(Your task)
Write out every one of the items below word for word, changing nothing.

(Source records)

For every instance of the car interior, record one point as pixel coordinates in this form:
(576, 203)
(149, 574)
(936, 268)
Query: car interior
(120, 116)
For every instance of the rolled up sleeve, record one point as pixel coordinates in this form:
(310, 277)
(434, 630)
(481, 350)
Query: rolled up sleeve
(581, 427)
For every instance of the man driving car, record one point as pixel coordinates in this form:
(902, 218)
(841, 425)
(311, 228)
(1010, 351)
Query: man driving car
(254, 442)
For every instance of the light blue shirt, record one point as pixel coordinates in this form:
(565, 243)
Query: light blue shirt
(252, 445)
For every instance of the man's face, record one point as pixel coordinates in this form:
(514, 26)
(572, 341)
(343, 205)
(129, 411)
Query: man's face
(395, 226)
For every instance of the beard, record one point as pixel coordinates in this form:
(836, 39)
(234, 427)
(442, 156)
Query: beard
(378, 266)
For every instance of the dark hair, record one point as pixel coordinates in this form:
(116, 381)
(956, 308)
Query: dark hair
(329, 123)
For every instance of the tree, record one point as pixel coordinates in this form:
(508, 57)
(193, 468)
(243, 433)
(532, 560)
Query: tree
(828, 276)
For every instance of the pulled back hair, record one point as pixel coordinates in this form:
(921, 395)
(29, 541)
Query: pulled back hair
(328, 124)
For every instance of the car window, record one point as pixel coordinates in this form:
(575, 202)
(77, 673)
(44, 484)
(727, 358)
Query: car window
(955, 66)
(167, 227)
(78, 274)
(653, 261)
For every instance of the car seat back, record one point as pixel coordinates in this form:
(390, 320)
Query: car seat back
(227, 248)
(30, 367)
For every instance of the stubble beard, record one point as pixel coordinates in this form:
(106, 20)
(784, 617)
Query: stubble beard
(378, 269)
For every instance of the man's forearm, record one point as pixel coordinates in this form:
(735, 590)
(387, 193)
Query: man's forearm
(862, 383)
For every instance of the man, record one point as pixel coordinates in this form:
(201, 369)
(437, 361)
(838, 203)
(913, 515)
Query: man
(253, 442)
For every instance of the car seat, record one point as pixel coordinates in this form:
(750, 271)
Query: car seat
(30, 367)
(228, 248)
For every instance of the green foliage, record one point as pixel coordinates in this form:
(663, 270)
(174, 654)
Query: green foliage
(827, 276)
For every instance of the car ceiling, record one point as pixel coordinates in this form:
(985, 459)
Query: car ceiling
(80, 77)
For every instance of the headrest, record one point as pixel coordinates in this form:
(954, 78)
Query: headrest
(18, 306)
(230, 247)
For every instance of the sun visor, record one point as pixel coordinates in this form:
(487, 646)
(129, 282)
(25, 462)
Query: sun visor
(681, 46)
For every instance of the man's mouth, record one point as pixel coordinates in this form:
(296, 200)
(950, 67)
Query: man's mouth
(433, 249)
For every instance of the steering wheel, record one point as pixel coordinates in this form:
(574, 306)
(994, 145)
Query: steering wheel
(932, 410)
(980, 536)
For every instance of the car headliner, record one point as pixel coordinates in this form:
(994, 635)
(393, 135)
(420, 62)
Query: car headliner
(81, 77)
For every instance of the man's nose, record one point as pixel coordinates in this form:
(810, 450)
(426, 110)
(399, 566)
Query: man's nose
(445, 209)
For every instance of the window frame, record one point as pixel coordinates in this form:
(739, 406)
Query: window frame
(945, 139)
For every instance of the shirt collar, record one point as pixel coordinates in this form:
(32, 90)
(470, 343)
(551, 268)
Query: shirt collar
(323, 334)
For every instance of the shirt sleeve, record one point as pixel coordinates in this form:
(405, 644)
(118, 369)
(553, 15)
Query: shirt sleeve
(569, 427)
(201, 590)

(Full solution)
For every instance of the car interior, record one point as pixel coordinates in this form:
(576, 203)
(149, 574)
(936, 268)
Query: car interior
(120, 116)
For every instance of the rolled up sleeve, record one point as pixel coordinates in this form:
(310, 277)
(434, 630)
(481, 350)
Query: rolled up sleeve
(581, 427)
For every instance of the man driving car, record one point as pixel coordinates in this form:
(902, 218)
(841, 425)
(311, 228)
(1010, 351)
Query: man driving car
(254, 442)
For every instance of the light blue shirt, record one point as pixel coordinates in this form:
(565, 243)
Query: light blue shirt
(252, 445)
For every instance of the man's face, record one point as pixel coordinates in this form:
(514, 26)
(572, 341)
(343, 205)
(129, 411)
Query: man's face
(395, 226)
For every instance of the beard, record one point as pixel coordinates in this form:
(836, 39)
(234, 427)
(442, 156)
Query: beard
(378, 266)
For every instance of the dark hair, record one point as pixel coordinates in this form:
(116, 381)
(956, 308)
Query: dark hair
(329, 123)
For every instance of the tree, record one point as pixel coordinates in this form:
(508, 57)
(193, 468)
(243, 433)
(532, 560)
Query: tree
(828, 276)
For every instance of the pulled back hair, record one point as pixel coordinates in this form:
(921, 395)
(29, 541)
Query: pulled back hair
(328, 124)
For every instance of the car window, record one point as pixel coordinates in this form:
(575, 202)
(77, 673)
(44, 484)
(727, 358)
Query: car window
(955, 66)
(167, 227)
(78, 274)
(653, 261)
For every instance of the car seat back, record one point as pixel coordinates in this form:
(390, 320)
Query: car seat back
(227, 248)
(30, 367)
For every instance of the stubble beard, record one point as pixel coordinates in this form:
(106, 20)
(784, 617)
Query: stubble beard
(378, 269)
For every instance of the man's forearm, record one point as pixel coordinates in this form:
(735, 590)
(387, 193)
Query: man's forearm
(862, 383)
For every instance of the man, record one point as pixel coordinates in this form:
(201, 369)
(437, 361)
(838, 203)
(913, 515)
Query: man
(253, 442)
For every instance of the car seat, record one point as pixel coordinates in this form:
(750, 271)
Query: car seat
(30, 367)
(228, 248)
For every instance of the green foliage, record one point as pixel coordinates in this form:
(663, 270)
(174, 654)
Query: green foliage
(827, 276)
For every instance of the car ceiling, record one point as pixel coordinates in this form:
(985, 459)
Query: car ceiling
(80, 77)
For every instance of the headrest, record one point as pixel coordinates in this form:
(954, 78)
Query: headrest
(18, 306)
(230, 247)
For every instance of the sun visor, record one point as pixel coordinates in this form:
(487, 646)
(129, 282)
(25, 462)
Query: sun visor
(681, 46)
For every instance of the man's mouth, record one point as pixel coordinates in this form:
(296, 200)
(950, 67)
Query: man's mouth
(433, 249)
For every instance of the steering wheel, record one point as pixel coordinates in this form:
(574, 306)
(994, 145)
Query: steering wheel
(932, 410)
(980, 536)
For every instance of the car headliner, record one point as pixel coordinates in this form:
(994, 635)
(393, 135)
(420, 62)
Query: car headliner
(81, 77)
For every instance of the man's nose, record one point as pixel coordinates in this form:
(810, 450)
(426, 110)
(399, 566)
Query: man's nose
(445, 209)
For every instance of the window frame, record one point as pixel coordinates in this form:
(739, 406)
Query: window frame
(945, 139)
For every instance of the shirt collar, record one point as pixel coordinates in this form:
(32, 90)
(470, 343)
(551, 268)
Query: shirt collar
(323, 334)
For every instance of the shirt sleeve, record one point as pixel coordinates in this form:
(405, 644)
(118, 369)
(553, 15)
Query: shirt sleeve
(569, 427)
(201, 590)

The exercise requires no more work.